[REQUIREMENT] Reproduce each line of the listing exactly.

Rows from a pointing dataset
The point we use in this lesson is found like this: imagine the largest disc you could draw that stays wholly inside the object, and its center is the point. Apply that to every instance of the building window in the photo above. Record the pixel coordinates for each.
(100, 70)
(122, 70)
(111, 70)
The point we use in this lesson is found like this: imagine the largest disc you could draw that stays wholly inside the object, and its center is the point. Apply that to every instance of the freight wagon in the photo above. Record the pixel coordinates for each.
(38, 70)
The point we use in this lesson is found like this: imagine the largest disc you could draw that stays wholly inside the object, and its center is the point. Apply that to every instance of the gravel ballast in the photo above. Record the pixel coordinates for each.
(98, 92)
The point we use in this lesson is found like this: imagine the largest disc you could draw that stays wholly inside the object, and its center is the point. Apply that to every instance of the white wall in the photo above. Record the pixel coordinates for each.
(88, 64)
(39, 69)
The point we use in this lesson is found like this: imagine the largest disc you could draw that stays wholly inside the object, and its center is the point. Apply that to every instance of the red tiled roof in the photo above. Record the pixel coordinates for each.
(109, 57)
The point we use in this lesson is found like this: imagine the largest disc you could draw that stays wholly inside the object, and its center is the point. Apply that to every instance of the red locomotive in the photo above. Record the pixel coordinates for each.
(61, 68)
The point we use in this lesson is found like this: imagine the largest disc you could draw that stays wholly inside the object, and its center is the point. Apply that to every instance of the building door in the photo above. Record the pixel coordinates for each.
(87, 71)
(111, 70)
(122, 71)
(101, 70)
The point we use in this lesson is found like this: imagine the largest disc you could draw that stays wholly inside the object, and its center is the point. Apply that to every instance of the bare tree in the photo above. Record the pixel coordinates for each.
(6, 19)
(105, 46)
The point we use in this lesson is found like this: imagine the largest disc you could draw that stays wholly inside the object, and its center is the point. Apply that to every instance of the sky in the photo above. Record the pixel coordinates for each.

[COMPLETED EXERCISE]
The point we use in this lesson is found like this: imagine the largest disc you could draw that stays wholly inside the object, and its center is the point. Apply that to every instance of the building window in the photo above. Record the pixel coordinates for each.
(100, 70)
(122, 70)
(111, 70)
The point we use in this lesson is found like this: imagine the largest disc you could draw that stays wholly inside the object, and its center is the point. Apply that to every instance of the freight wagon in the photo above. Record the pixel coordinates for each.
(38, 70)
The point we use in this lesson is found like this: imagine the largest disc you could draw that stays wholly inside the object, and its center is the point. Apply that to every instance of the gravel ballast in the photo above. Record the pixel coordinates for each.
(98, 92)
The point we use in this lesson is found like this: imagine the largest disc you could draw that stays wholly inside the object, and its center is the point. Apply that to every instance of the white wall in the photo above. Record the pixel coordinates for each.
(88, 64)
(39, 69)
The point we use in this lesson is found like this: imagine the largest disc you could draw that stays wholly inside the object, and its center is the point. Apply that to every instance of the red tiled roof in the photo above. Record the pixel coordinates for each.
(109, 57)
The point we use in this lesson is found like this: imagine the largest disc you could draw that stays wholly inside the object, and its center is the point. Apply that to every instance of the red locomotive in the photo above. Record the pixel coordinates for each.
(61, 68)
The point we use in this lesson is found like this: imagine the largest disc you could draw that stays wholly inside the object, and its center is the point. Apply that to every instance of the building door in the photo above. Record the pixel coordinates for each.
(87, 71)
(111, 70)
(122, 71)
(101, 70)
The point we use in this lesson is found like this: imagine the largest disc you could draw that stays wholly inside the object, and its center is the point. Apply that to every instance of the bare tree in the photo above. Record the pixel coordinates for each.
(6, 19)
(105, 46)
The point we use in this lesson is found like this: imagine the largest disc you could draw that stays wholly inside the object, and its center is the point. Apply that to every instance of the sky in the photo above. Record the pixel coordinates for each.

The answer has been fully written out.